>> START

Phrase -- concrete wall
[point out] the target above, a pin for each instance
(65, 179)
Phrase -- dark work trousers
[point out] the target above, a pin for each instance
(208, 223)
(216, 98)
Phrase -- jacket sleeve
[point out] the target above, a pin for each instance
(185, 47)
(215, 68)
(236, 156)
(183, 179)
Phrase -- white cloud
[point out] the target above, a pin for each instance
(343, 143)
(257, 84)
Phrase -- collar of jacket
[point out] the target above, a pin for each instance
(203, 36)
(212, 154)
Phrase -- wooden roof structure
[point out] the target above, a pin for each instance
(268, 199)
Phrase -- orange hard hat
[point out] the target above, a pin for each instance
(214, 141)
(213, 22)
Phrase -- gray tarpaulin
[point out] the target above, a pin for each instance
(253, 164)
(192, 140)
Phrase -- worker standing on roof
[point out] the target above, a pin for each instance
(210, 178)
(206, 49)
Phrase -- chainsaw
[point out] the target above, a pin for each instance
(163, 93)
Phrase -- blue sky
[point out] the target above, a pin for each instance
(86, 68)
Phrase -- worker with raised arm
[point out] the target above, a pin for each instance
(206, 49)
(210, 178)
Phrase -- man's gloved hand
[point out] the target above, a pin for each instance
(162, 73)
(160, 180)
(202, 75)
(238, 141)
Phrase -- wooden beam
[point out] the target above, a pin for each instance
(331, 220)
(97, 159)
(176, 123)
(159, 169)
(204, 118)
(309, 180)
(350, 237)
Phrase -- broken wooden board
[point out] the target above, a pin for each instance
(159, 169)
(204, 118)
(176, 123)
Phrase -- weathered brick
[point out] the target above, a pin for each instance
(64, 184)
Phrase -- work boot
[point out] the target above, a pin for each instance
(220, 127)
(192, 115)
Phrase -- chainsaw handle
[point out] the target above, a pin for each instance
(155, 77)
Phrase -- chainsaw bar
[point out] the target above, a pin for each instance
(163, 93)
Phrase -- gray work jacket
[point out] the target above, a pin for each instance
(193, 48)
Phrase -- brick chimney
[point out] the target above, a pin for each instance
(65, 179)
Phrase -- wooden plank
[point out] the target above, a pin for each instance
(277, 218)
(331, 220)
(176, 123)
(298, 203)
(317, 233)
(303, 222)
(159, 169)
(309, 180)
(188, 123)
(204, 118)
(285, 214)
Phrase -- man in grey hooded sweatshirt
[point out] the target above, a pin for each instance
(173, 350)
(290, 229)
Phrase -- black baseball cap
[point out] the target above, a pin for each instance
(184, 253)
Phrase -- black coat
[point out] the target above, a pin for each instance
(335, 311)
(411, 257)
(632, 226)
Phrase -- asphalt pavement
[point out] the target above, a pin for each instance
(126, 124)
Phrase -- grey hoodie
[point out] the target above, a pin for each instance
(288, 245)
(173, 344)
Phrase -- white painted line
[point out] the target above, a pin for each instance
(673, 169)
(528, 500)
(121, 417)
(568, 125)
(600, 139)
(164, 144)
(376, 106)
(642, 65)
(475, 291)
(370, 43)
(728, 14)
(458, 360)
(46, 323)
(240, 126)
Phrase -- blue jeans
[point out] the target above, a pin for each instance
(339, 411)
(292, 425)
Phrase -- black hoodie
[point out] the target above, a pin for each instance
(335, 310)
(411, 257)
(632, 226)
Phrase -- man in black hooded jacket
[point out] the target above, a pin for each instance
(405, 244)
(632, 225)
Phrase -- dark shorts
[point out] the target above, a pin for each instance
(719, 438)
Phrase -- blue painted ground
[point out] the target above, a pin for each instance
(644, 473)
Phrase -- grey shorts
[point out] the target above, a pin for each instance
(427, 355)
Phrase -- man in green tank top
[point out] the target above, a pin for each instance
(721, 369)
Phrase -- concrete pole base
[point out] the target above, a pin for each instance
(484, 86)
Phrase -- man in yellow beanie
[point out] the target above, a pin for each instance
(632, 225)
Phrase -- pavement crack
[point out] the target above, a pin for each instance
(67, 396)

>> END

TASK STATEMENT. Transcribe all the entries, keeping each one exactly as it is.

SOLUTION.
Phrase -- concrete wall
[point out] the target above, a pin for each instance
(65, 179)
Phrase -- dark work trousers
[point out] the target above, a pin for each instance
(208, 223)
(216, 98)
Phrase -- jacket sleeve
[point out] the target above, a pin for each instance
(185, 47)
(215, 68)
(236, 156)
(183, 179)
Phrase -- white cloud
[point out] the target above, a pin for each instance
(343, 143)
(257, 84)
Phrase -- collar of jacket
[point out] the target above, a pin for each instance
(203, 36)
(212, 154)
Phrase -- wooden roof structure
[point out] the target above, a pin for each instance
(268, 199)
Phrase -- orange hard hat
[point out] the target above, a pin for each instance
(214, 141)
(213, 22)
Phrase -- gray tarpaulin
[point out] the target above, a pin for each instance
(253, 164)
(192, 140)
Phrase -- worker standing on roof
[point out] the target above, a pin for each instance
(210, 178)
(206, 49)
Phrase -- chainsaw
[point out] the target above, a pin for each instance
(163, 93)
Phrase -- blue sky
[point out] the target above, a pin for each instance
(86, 68)
Phrase -- worker with raised arm
[point out] the target above, a pin for each instance
(206, 49)
(210, 178)
Phrase -- man's gloved hand
[point out] the target above, a pin for each instance
(162, 73)
(160, 180)
(202, 75)
(238, 141)
Phrase -- wooden beam
[point out] the target above, a pin for each instance
(331, 220)
(97, 159)
(176, 123)
(159, 169)
(204, 118)
(309, 180)
(350, 237)
Phrase -- broken wooden board
[point out] the target above, a pin for each instance
(159, 169)
(204, 118)
(176, 123)
Phrase -- weathered brick
[point out] the target above, a pin for each instance
(64, 184)
Phrase -- work boot
[point out] the target above, a pin for each instance
(220, 127)
(192, 115)
Phrase -- chainsaw handle
[point out] the target above, a pin for each instance
(155, 77)
Phrase -- chainsaw bar
[point out] the target above, a pin for each instance
(163, 93)
Phrase -- gray work jacket
[point out] the target above, a pin for each instance
(193, 48)
Phrase -- brick chimney
[point out] the target above, a pin for each instance
(65, 179)
Phrase -- wooden plank
[point out] the target above, a pin for each instance
(277, 218)
(331, 220)
(176, 123)
(298, 203)
(317, 233)
(303, 222)
(159, 169)
(309, 180)
(188, 123)
(204, 118)
(285, 214)
Phrase -- man in grey hooded sweatshirt
[point out] the target above, a pin for each instance
(173, 350)
(290, 229)
Phrase -- black baseball cap
[point out] the target above, a pin for each instance
(184, 253)
Phrase -- black coat
[point out] the target above, a pin for each instance
(335, 311)
(411, 257)
(632, 226)
Phrase -- asphalt pavement
[point out] the target above, a pin for each instance
(126, 124)
Phrase -- grey hoodie
[point out] the target above, a pin for each instance
(288, 245)
(173, 344)
Phrase -- white painted line
[point out] the target above, a pin for each instance
(673, 169)
(528, 500)
(121, 417)
(568, 125)
(600, 139)
(164, 144)
(376, 106)
(642, 65)
(475, 291)
(370, 43)
(728, 14)
(458, 360)
(46, 323)
(240, 126)
Phrase -- blue jeans
[point out] the target above, a pin for each instance
(339, 411)
(292, 425)
Phrase -- black hoodie
[point out] the target above, a pin for each instance
(335, 310)
(411, 257)
(632, 226)
Phrase -- man in black hooded jacket
[point out] the target above, a pin for each instance
(405, 244)
(632, 225)
Phrase -- dark shorts
[point out] the target above, a pin for each instance
(719, 438)
Phrase -- blue painted ground
[point out] the target above, a pin for each instance
(644, 473)
Phrase -- grey shorts
[point out] the target above, a pin for each instance
(427, 355)
Phrase -- man in green tank top
[point out] the target above, a pin for each instance
(721, 369)
Phrase -- concrete pole base
[point out] the target above, a pin for each instance
(484, 86)
Phrase -- man in yellow beanie
[point out] the target above, a pin for each instance
(632, 225)
Phrase -- pavement crack
[point out] the target above, a pin for each instance
(67, 396)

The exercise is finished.